* [Aim] Reproduce the listing below verbatim, from its beginning through the line holding "xmin=218 ymin=207 xmax=257 ymax=239", inclusive, and omit the pictures.

* [Dataset extract]
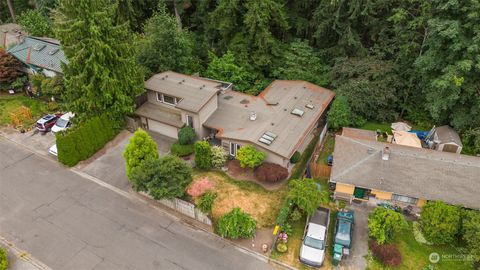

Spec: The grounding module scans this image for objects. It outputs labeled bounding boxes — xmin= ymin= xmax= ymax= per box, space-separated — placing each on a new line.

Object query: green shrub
xmin=0 ymin=248 xmax=8 ymax=270
xmin=368 ymin=207 xmax=408 ymax=245
xmin=277 ymin=199 xmax=292 ymax=227
xmin=139 ymin=156 xmax=192 ymax=200
xmin=197 ymin=191 xmax=217 ymax=213
xmin=277 ymin=243 xmax=288 ymax=253
xmin=212 ymin=145 xmax=227 ymax=169
xmin=290 ymin=151 xmax=302 ymax=164
xmin=412 ymin=221 xmax=432 ymax=245
xmin=218 ymin=207 xmax=257 ymax=239
xmin=56 ymin=115 xmax=119 ymax=166
xmin=236 ymin=145 xmax=267 ymax=169
xmin=290 ymin=208 xmax=302 ymax=221
xmin=420 ymin=201 xmax=461 ymax=244
xmin=287 ymin=178 xmax=328 ymax=215
xmin=178 ymin=126 xmax=196 ymax=145
xmin=123 ymin=128 xmax=158 ymax=178
xmin=170 ymin=142 xmax=195 ymax=157
xmin=195 ymin=141 xmax=212 ymax=170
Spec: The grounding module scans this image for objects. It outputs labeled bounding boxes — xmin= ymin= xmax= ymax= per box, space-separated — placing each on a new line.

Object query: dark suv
xmin=35 ymin=114 xmax=59 ymax=132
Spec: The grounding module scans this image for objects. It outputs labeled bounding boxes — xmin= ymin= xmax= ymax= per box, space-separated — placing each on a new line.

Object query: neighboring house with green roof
xmin=8 ymin=37 xmax=68 ymax=77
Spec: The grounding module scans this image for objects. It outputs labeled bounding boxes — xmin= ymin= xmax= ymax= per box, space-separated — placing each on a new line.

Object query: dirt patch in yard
xmin=193 ymin=171 xmax=286 ymax=228
xmin=226 ymin=159 xmax=287 ymax=191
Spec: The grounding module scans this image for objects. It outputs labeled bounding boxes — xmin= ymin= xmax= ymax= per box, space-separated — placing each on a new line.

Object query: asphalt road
xmin=0 ymin=137 xmax=272 ymax=270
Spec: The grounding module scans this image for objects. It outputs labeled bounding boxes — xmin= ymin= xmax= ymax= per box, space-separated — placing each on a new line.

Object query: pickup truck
xmin=333 ymin=210 xmax=354 ymax=265
xmin=300 ymin=207 xmax=330 ymax=267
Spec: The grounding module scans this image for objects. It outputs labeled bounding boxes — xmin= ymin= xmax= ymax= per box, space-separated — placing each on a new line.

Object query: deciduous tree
xmin=123 ymin=128 xmax=158 ymax=178
xmin=368 ymin=207 xmax=408 ymax=245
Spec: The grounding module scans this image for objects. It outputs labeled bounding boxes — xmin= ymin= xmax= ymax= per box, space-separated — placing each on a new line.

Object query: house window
xmin=392 ymin=194 xmax=418 ymax=204
xmin=157 ymin=92 xmax=178 ymax=105
xmin=187 ymin=114 xmax=193 ymax=128
xmin=230 ymin=142 xmax=240 ymax=157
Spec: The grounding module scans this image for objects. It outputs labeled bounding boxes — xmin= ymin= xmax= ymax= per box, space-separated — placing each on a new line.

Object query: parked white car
xmin=52 ymin=112 xmax=75 ymax=133
xmin=300 ymin=207 xmax=330 ymax=267
xmin=48 ymin=144 xmax=58 ymax=156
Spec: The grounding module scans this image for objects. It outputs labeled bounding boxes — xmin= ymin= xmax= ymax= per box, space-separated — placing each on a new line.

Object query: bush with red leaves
xmin=370 ymin=240 xmax=402 ymax=266
xmin=254 ymin=162 xmax=288 ymax=182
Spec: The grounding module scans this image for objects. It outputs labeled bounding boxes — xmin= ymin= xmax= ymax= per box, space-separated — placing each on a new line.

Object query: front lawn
xmin=193 ymin=170 xmax=287 ymax=228
xmin=0 ymin=94 xmax=48 ymax=127
xmin=367 ymin=222 xmax=472 ymax=270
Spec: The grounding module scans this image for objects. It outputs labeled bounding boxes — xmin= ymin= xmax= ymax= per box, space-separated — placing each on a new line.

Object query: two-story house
xmin=136 ymin=71 xmax=335 ymax=167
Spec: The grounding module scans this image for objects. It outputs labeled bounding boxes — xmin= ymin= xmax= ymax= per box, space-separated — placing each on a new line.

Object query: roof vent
xmin=250 ymin=111 xmax=257 ymax=121
xmin=258 ymin=131 xmax=277 ymax=145
xmin=382 ymin=146 xmax=391 ymax=160
xmin=292 ymin=108 xmax=305 ymax=117
xmin=33 ymin=44 xmax=47 ymax=52
xmin=48 ymin=48 xmax=60 ymax=55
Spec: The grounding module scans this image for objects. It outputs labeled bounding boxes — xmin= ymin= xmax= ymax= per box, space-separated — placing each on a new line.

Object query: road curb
xmin=0 ymin=236 xmax=52 ymax=270
xmin=0 ymin=133 xmax=297 ymax=270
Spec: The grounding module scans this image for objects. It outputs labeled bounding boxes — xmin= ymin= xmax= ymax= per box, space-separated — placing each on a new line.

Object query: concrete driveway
xmin=76 ymin=130 xmax=174 ymax=190
xmin=335 ymin=203 xmax=373 ymax=270
xmin=0 ymin=127 xmax=56 ymax=160
xmin=0 ymin=137 xmax=272 ymax=270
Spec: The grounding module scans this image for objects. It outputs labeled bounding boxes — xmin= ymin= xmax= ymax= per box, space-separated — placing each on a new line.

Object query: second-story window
xmin=157 ymin=93 xmax=178 ymax=105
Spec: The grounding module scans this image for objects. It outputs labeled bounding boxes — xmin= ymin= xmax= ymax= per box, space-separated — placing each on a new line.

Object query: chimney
xmin=382 ymin=146 xmax=390 ymax=160
xmin=250 ymin=112 xmax=257 ymax=121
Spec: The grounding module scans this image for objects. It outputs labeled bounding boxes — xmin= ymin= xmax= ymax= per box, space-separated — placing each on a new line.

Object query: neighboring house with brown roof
xmin=8 ymin=37 xmax=68 ymax=77
xmin=136 ymin=71 xmax=335 ymax=167
xmin=427 ymin=125 xmax=463 ymax=154
xmin=0 ymin=23 xmax=26 ymax=49
xmin=330 ymin=127 xmax=480 ymax=209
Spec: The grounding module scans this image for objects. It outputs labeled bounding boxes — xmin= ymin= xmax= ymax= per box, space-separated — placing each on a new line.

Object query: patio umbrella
xmin=390 ymin=122 xmax=412 ymax=131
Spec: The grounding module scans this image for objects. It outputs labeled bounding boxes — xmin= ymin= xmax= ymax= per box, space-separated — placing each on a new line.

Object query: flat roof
xmin=135 ymin=102 xmax=184 ymax=128
xmin=330 ymin=130 xmax=480 ymax=209
xmin=203 ymin=80 xmax=335 ymax=158
xmin=8 ymin=37 xmax=68 ymax=73
xmin=145 ymin=71 xmax=222 ymax=112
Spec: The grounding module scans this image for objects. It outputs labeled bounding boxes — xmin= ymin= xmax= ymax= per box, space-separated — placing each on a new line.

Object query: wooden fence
xmin=310 ymin=161 xmax=332 ymax=179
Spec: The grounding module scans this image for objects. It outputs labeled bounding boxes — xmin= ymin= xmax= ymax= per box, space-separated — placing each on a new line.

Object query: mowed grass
xmin=193 ymin=170 xmax=287 ymax=228
xmin=367 ymin=223 xmax=473 ymax=270
xmin=0 ymin=94 xmax=48 ymax=126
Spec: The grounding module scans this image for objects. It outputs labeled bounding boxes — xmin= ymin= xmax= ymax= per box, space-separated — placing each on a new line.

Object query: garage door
xmin=148 ymin=119 xmax=178 ymax=139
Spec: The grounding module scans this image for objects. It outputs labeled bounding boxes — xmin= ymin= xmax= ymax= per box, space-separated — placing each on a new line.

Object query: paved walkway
xmin=0 ymin=137 xmax=272 ymax=270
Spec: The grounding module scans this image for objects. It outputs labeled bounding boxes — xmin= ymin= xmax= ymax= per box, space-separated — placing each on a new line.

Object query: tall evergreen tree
xmin=54 ymin=0 xmax=143 ymax=120
xmin=416 ymin=0 xmax=480 ymax=129
xmin=138 ymin=2 xmax=198 ymax=73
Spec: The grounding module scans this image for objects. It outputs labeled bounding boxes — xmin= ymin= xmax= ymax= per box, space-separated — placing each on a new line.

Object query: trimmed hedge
xmin=290 ymin=151 xmax=302 ymax=164
xmin=254 ymin=162 xmax=288 ymax=182
xmin=170 ymin=142 xmax=195 ymax=157
xmin=0 ymin=248 xmax=8 ymax=270
xmin=56 ymin=114 xmax=118 ymax=167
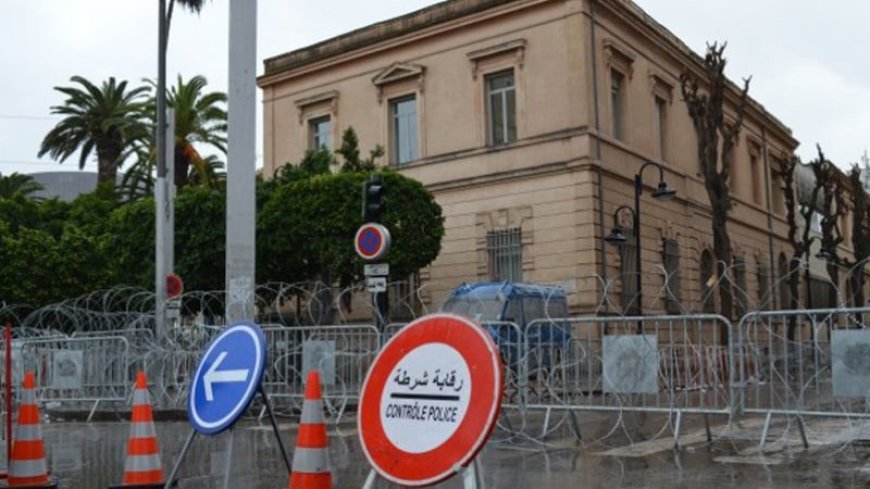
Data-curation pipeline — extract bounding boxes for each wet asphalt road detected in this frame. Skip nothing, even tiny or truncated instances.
[22,416,870,489]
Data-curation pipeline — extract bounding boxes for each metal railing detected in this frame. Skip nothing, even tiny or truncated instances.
[734,308,870,445]
[20,335,131,418]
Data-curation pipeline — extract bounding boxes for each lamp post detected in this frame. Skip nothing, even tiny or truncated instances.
[604,161,677,316]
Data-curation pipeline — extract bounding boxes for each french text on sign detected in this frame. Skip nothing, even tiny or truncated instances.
[381,343,471,453]
[357,314,503,487]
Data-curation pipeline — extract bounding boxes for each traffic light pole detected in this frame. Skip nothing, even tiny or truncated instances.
[363,173,390,331]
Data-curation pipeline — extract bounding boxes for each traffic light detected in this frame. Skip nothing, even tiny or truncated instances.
[363,173,386,223]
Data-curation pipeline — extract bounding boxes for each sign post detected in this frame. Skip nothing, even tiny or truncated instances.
[353,222,392,330]
[358,314,503,489]
[166,321,291,487]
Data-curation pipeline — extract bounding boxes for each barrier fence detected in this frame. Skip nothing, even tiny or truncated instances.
[0,308,870,450]
[263,325,381,415]
[735,308,870,445]
[13,336,130,420]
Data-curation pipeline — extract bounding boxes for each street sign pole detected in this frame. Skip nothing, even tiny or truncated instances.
[372,268,390,331]
[165,321,292,488]
[357,314,504,489]
[354,220,392,330]
[226,0,257,324]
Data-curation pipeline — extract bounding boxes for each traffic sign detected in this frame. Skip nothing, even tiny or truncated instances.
[363,263,390,277]
[357,314,503,487]
[353,222,390,260]
[366,277,387,294]
[187,321,266,435]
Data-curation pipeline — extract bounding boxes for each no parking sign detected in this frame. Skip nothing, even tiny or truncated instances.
[358,314,503,487]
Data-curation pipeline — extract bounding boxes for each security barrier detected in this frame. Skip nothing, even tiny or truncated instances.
[21,336,131,416]
[522,314,735,439]
[10,308,870,450]
[263,325,381,413]
[735,308,870,445]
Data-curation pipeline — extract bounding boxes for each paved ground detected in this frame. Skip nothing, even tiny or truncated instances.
[18,415,870,489]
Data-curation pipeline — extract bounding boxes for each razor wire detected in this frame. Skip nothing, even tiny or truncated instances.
[0,262,866,447]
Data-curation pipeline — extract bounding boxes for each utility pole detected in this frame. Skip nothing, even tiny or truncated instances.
[154,0,168,341]
[226,0,257,324]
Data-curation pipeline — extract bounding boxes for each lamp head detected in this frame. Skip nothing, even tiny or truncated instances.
[653,180,677,200]
[604,226,628,245]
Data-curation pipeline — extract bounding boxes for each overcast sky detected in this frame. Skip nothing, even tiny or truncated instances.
[0,0,870,174]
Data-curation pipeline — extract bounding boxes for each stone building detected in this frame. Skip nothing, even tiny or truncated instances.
[258,0,844,313]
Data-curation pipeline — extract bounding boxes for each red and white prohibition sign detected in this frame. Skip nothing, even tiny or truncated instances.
[358,314,503,487]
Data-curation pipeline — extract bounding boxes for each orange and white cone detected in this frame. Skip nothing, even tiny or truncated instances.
[288,370,333,489]
[115,372,165,489]
[7,372,57,488]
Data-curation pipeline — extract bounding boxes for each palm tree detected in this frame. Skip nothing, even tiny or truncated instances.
[0,172,44,199]
[149,75,227,189]
[38,76,149,185]
[166,0,205,33]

* [Output for this exercise]
Spec: The grounding module scans this image for objects. It outputs labeled bounding boxes — xmin= ymin= xmax= ymax= per box, space-separated — placing each on a new line.

Object query: green shrub
xmin=0 ymin=248 xmax=8 ymax=270
xmin=368 ymin=207 xmax=408 ymax=245
xmin=277 ymin=199 xmax=292 ymax=227
xmin=139 ymin=156 xmax=192 ymax=200
xmin=197 ymin=191 xmax=217 ymax=213
xmin=277 ymin=243 xmax=288 ymax=253
xmin=212 ymin=145 xmax=227 ymax=169
xmin=290 ymin=151 xmax=302 ymax=164
xmin=412 ymin=221 xmax=432 ymax=245
xmin=218 ymin=207 xmax=257 ymax=239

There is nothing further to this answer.